→ TASKS TO CARRY OUT:
(a) In the comments on home film developing, how long does developing a roll of C41 take?
(b) From the comments on home film developing, list every factor that one commenter says you can control and experiment with when developing on your own.

→ TEXT EXTRACT:
Thank you I definitely feel more empowered to develop at home. Just shot a roll of hp5 today for the first time in 10 years. Feeling inspired after watching to invest in home developing
This video is so relaxing and chilled. You make doing this look enjoyable. I've traveled a lot of roads in my 64 years of photography and artwork. Today I use HC-110 developer too. All things considered it's the best for me. I also have abandoned the extreme agitation methods. For decades all anyone used are those little agitator sticks like you demonstrated. I ruined a lot of film with too aggressive agitation.
Thanks for showing the film loading onto the reel in daylight using a dummy roll. I have a darkroom class tonight and am self-developing my first rolls and was curious how it was done!
Thank you! Finally somebody made a video what happens inside the dark / changing bag! I personally think it's way too much work compared to the costs of a lab. I pay roughly €5,- to get my photos developed within an hour (C41 that is). With all the tools you need and the amount of time it takes it's just not worth it for me.
It actually takes about 15 mins to develop a roll of C41. If you have two rolls in the tank, then you can develop 2 rolls in 15 mins. It's much quicker than b/w. If you buy a 5 litre kit, it comes to about £0.20/ roll. If you shoot 2-3 rolls a month home developing is the best way to go.
I think you are exaggerating the amount of work and tools necessary. Once you do a dozen of rolls it gets pretty easy and second nature. It’s like cooking :)
Leaving costs aside, what you miss is the amount of control and experimentation that you can do on your own: choice of developer, developer dilution, duration, agitation scheme, etc... It's all part of the fun.
Thanks a lot for the great video. I really appreciate your efforts, I used the C41 tutorial one to one and it worked perfectly. Black and white film will be the next project, but that shouldn't be a problem with the tutorial here. Keep up the good work :)
Ilford does not recommend to pre-wash because they have a special layer with wetting agent on the film to ensure an even development. With pre washing you will remove this layer which might (!!) lead to uneven development, according to Ilford.
Great video tutorial👍 I must say tho Whatever you do, NEVER taste fixer I involuntarily put my finger in my mouth while it was drenched in fixer It tasted like rotten eggs that have been vomited into a cup of urine (don’t ask)
I'd like to start developing my HP5 this year. Is this process still your preferred method since this is 3 years old now. Also, can someone explain why it is pushed to 1600? Is it shot at 400 then developed at 1600? Pushing is new to me.

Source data
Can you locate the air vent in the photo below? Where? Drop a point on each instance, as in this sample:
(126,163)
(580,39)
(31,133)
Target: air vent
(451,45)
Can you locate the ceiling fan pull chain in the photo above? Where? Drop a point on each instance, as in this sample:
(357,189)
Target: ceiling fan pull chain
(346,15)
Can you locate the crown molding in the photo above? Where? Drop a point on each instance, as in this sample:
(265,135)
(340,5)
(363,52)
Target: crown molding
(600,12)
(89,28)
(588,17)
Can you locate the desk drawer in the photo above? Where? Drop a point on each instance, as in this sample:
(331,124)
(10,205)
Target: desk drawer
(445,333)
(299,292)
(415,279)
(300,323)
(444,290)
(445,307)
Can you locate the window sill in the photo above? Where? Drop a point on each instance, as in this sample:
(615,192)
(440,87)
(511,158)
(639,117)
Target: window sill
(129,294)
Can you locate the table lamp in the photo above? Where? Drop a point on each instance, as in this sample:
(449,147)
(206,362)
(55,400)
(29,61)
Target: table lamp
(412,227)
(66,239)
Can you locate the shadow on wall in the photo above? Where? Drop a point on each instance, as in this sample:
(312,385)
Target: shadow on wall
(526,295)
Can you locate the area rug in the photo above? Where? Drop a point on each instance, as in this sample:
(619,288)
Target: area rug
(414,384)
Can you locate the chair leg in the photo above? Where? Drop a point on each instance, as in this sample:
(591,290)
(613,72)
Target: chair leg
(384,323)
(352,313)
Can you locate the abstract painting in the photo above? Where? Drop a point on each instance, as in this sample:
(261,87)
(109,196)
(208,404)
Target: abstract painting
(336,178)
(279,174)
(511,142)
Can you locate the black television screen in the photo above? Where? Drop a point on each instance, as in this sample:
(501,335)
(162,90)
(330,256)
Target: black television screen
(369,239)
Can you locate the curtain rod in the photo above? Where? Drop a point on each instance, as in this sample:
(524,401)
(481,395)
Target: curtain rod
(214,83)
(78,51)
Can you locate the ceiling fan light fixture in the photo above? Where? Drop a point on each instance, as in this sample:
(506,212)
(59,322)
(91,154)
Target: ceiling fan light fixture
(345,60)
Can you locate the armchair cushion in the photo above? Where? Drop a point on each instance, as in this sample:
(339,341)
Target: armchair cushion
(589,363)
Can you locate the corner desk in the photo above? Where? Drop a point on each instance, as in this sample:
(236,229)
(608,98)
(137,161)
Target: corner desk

→ RESULTS IN ORDER:
(a) About 15 minutes.

(b) Choice of developer, developer dilution, duration, and agitation scheme.